> _DATA FOR ANALYSIS_
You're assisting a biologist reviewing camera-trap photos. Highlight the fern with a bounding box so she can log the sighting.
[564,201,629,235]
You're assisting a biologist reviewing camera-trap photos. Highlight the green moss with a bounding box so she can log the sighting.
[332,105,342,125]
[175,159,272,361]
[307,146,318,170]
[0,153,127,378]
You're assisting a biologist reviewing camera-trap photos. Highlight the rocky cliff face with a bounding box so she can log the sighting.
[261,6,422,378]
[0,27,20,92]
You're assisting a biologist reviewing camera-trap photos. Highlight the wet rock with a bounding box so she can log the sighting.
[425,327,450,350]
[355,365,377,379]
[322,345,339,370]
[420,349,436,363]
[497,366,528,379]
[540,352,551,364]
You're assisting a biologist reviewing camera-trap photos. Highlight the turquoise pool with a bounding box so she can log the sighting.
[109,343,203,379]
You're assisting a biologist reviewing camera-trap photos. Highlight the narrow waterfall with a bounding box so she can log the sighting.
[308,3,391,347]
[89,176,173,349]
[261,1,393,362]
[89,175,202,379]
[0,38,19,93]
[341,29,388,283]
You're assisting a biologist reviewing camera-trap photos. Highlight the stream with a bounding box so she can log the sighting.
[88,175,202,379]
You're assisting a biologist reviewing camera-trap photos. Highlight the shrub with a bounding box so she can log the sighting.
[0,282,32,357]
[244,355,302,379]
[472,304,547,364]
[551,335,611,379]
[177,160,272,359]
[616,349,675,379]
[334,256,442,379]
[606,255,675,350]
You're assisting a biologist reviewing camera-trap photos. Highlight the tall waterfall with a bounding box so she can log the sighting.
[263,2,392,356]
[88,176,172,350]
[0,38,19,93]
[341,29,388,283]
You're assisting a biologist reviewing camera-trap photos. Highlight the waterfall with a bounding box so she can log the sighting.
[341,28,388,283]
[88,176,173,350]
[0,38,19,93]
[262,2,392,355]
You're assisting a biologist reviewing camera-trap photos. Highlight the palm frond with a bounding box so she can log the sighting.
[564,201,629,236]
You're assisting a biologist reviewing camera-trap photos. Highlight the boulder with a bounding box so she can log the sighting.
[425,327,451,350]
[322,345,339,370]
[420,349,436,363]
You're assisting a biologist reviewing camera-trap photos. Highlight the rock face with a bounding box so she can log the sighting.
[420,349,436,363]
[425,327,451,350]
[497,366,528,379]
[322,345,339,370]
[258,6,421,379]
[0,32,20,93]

> _AIM OF THE TASK_
Retype the lines from the one containing "Highlight the tall" to the last line above. Change nothing and include no others.

> _WRITTEN ANSWER_
You're assisting a biologist reviewing camera-trap photos. Highlight the tall waterfall with a bounding box so she can log the sighting.
[263,2,392,356]
[88,176,172,350]
[0,38,19,93]
[341,29,388,283]
You're assisting a biologist reviewing camera-trap photos. Highlight the waterfall with a bounding box so she can log the sighting.
[341,28,388,283]
[88,176,173,350]
[0,38,19,93]
[262,2,392,355]
You're assisting a biologist reviewing camera-trap photos. Highlight the palm frond with a bounding box so she can log the sighting.
[564,201,629,236]
You're assisting a biologist reviewing camera-trap photos. Highlight the boulder with a bounding box so she can log the sighting.
[425,327,451,350]
[322,345,339,370]
[420,349,436,363]
You're assisting a biologist reviewing camera-trap photos. Highlight the rock face with a bounding box so she can log the sighting.
[420,349,436,363]
[425,327,451,350]
[497,366,528,379]
[322,345,339,370]
[258,6,421,379]
[0,32,20,93]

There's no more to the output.